* BEGIN Given information *

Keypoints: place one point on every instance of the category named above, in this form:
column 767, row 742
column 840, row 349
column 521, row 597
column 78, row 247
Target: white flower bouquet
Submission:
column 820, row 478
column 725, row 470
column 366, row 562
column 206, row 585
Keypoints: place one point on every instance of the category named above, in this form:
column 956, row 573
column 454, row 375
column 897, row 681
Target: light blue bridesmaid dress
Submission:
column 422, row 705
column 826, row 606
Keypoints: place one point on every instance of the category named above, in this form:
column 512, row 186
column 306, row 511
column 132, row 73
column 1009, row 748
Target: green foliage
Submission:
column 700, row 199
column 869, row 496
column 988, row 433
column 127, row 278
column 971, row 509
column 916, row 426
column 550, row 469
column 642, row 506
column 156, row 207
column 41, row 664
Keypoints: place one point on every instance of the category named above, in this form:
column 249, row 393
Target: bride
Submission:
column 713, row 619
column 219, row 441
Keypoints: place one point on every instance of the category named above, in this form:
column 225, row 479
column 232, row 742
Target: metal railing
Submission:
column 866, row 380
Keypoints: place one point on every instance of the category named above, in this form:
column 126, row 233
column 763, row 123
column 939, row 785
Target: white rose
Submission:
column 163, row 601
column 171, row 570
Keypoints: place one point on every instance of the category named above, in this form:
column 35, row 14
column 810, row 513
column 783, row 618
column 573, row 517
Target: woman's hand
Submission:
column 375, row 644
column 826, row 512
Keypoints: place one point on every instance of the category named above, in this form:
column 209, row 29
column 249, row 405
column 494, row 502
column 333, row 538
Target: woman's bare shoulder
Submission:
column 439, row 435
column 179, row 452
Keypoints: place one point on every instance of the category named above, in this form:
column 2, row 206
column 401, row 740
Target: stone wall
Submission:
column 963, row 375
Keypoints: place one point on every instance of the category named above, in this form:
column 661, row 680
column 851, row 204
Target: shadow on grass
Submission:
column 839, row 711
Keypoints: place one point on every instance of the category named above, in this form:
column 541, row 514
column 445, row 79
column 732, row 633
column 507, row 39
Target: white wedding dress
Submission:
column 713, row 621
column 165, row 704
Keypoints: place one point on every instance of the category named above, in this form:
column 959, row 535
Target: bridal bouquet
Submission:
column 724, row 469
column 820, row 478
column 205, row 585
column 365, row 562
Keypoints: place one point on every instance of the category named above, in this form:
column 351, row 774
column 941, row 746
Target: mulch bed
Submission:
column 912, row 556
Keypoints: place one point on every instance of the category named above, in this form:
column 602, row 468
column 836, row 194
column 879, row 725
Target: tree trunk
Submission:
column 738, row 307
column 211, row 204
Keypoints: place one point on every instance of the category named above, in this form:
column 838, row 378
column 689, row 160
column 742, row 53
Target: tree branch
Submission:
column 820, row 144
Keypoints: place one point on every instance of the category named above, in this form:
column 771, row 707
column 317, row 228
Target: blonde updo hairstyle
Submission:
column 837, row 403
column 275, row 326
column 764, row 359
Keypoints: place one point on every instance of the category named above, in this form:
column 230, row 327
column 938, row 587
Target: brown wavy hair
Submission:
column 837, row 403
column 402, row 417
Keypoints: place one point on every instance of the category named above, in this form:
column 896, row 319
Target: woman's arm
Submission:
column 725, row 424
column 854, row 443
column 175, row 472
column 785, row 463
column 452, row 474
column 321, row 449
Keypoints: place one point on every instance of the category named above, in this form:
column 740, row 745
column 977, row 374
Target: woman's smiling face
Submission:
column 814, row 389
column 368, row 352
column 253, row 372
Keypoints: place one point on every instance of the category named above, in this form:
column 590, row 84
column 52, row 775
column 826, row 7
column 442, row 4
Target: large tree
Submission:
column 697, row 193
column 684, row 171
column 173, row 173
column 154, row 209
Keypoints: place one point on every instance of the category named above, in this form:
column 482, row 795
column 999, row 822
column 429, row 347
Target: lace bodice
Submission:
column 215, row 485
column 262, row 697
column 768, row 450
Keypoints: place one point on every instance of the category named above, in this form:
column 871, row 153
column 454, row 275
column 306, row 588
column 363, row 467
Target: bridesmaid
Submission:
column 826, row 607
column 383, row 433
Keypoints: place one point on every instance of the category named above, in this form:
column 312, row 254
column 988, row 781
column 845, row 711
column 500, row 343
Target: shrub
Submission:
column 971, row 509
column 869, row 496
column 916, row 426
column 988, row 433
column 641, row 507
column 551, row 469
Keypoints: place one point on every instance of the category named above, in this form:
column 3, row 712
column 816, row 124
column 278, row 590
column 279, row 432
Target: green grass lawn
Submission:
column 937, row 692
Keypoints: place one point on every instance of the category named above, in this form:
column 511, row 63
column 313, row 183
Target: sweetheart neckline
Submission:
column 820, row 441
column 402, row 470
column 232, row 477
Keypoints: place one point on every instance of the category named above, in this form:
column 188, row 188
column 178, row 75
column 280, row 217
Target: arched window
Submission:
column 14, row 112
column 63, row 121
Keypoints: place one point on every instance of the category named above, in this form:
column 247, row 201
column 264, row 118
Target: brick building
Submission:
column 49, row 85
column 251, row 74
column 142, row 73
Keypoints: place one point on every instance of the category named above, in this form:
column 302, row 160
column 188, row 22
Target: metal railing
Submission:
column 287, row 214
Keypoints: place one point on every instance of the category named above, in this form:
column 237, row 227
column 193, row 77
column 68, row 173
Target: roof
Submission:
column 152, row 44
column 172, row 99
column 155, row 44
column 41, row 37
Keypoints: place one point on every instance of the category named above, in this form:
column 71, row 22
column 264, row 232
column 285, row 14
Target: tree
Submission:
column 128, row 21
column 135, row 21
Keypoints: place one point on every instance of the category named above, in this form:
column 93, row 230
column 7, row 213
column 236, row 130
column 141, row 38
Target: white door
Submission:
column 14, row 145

* END Given information *

◆ Instructions for the task
Rewrite all the entries above with "Submission" switched to "Response" wherever it occurs, and leave everything else unchanged.

◆ Expected answer
Keypoints: place one point on every instance of the category named above, in this form:
column 767, row 742
column 840, row 349
column 521, row 597
column 78, row 247
Target: white flower bouquet
Response:
column 820, row 478
column 725, row 470
column 366, row 562
column 206, row 585
Keypoints: place one point on every instance of the category named above, in this form:
column 956, row 573
column 454, row 375
column 897, row 681
Target: light blue bridesmaid dress
Response:
column 422, row 705
column 826, row 606
Keypoints: place one point on every instance of the category named above, in this form:
column 512, row 186
column 306, row 511
column 132, row 73
column 1009, row 748
Target: green foliage
Response:
column 700, row 199
column 869, row 496
column 988, row 433
column 127, row 278
column 971, row 509
column 916, row 426
column 550, row 469
column 642, row 506
column 156, row 207
column 41, row 664
Keypoints: place one point on every instance of the category named above, in this form:
column 249, row 393
Target: bride
Response:
column 713, row 619
column 219, row 441
Keypoints: place one point on every instance of the category named above, in this form:
column 225, row 479
column 232, row 742
Target: metal railing
Response:
column 866, row 380
Keypoints: place one point on every instance of the category named above, in this form:
column 126, row 233
column 763, row 123
column 939, row 785
Target: white rose
Response:
column 163, row 601
column 171, row 570
Keypoints: place one point on every instance of the category named above, in this form:
column 35, row 14
column 810, row 513
column 783, row 618
column 573, row 517
Target: woman's hand
Response:
column 375, row 644
column 826, row 512
Keypoints: place one point on every instance of the category named above, in this form:
column 209, row 29
column 249, row 405
column 494, row 502
column 333, row 538
Target: woman's bare shoulder
Response:
column 439, row 435
column 179, row 452
Keypoints: place one point on every instance of the category named above, in this form:
column 2, row 206
column 401, row 740
Target: stone wall
Response:
column 963, row 375
Keypoints: place one point on every instance of the category named above, in this form:
column 661, row 680
column 851, row 204
Target: shadow on grass
Response:
column 839, row 711
Keypoints: place one point on every instance of the category named above, in this form:
column 541, row 514
column 445, row 79
column 732, row 633
column 507, row 39
Target: white wedding dress
Response:
column 713, row 621
column 165, row 704
Keypoints: place one point on every instance of the category named above, in this form:
column 959, row 535
Target: bridal bouquet
Response:
column 724, row 469
column 820, row 478
column 205, row 585
column 365, row 562
Keypoints: place one point on every instance of the category named above, in this form:
column 351, row 774
column 941, row 746
Target: mulch bed
Response:
column 912, row 556
Keypoints: place one point on every instance of the category named above, in this form:
column 602, row 468
column 836, row 194
column 879, row 725
Target: tree trunk
Response:
column 738, row 307
column 211, row 204
Keypoints: place one point on every instance of the category named above, in this form:
column 838, row 378
column 689, row 160
column 742, row 53
Target: tree branch
Response:
column 820, row 144
Keypoints: place one point on every instance of the category named above, in this form:
column 771, row 707
column 317, row 228
Target: blonde updo hairstyle
Response:
column 837, row 403
column 275, row 326
column 764, row 359
Keypoints: place one point on every instance of the category named above, in this form:
column 230, row 327
column 938, row 587
Target: brown wavy hair
Response:
column 837, row 403
column 402, row 417
Keypoints: place one point on every instance of the category named above, in this form:
column 896, row 319
Target: woman's arm
Response:
column 725, row 424
column 854, row 443
column 175, row 472
column 785, row 463
column 452, row 474
column 321, row 449
Keypoints: place one point on every instance of the category named above, in this form:
column 740, row 745
column 977, row 374
Target: woman's smiling face
Response:
column 814, row 389
column 368, row 352
column 253, row 372
Keypoints: place one point on every instance of the category named above, in this form:
column 590, row 84
column 52, row 775
column 826, row 7
column 442, row 4
Target: large tree
Response:
column 697, row 193
column 684, row 171
column 173, row 173
column 154, row 209
Keypoints: place one point on every instance of the category named above, in this form:
column 482, row 795
column 999, row 822
column 429, row 347
Target: lace bodice
Response:
column 215, row 485
column 262, row 697
column 768, row 450
Keypoints: place one point on every instance of the category named above, in this form:
column 871, row 153
column 454, row 275
column 306, row 588
column 363, row 467
Target: bridesmaid
Response:
column 826, row 607
column 383, row 433
Keypoints: place one point on every instance of the category named above, in this form:
column 312, row 254
column 988, row 781
column 845, row 711
column 500, row 343
Target: shrub
Response:
column 971, row 509
column 869, row 496
column 916, row 426
column 988, row 433
column 641, row 507
column 551, row 469
Keypoints: place one point on every instance of the category named above, in this form:
column 3, row 712
column 816, row 124
column 278, row 590
column 279, row 432
Target: green grass lawn
Response:
column 937, row 692
Keypoints: place one point on every instance of the category named above, in this form:
column 511, row 63
column 313, row 183
Target: sweetheart neckline
Response:
column 820, row 441
column 402, row 470
column 232, row 477
Keypoints: place one point on every instance of the category named above, in this form:
column 188, row 188
column 178, row 75
column 280, row 217
Target: arched window
Response:
column 14, row 112
column 63, row 121
Keypoints: place one point on every instance of the category named above, in this form:
column 247, row 201
column 264, row 118
Target: brick building
Response:
column 49, row 85
column 251, row 74
column 142, row 73
Keypoints: place one point on every instance of the category named above, in this form:
column 302, row 160
column 188, row 22
Target: metal railing
Response:
column 287, row 214
Keypoints: place one point on every instance of the category named above, in this form:
column 237, row 227
column 193, row 77
column 68, row 173
Target: roof
Response:
column 152, row 44
column 172, row 99
column 155, row 44
column 41, row 37
Keypoints: place one point on every instance of the category named above, in this form:
column 71, row 22
column 264, row 232
column 285, row 14
Target: tree
Response:
column 128, row 21
column 135, row 21
Keypoints: place one point on every instance of the category named above, in this form:
column 93, row 230
column 7, row 213
column 236, row 130
column 141, row 38
Target: white door
Response:
column 14, row 145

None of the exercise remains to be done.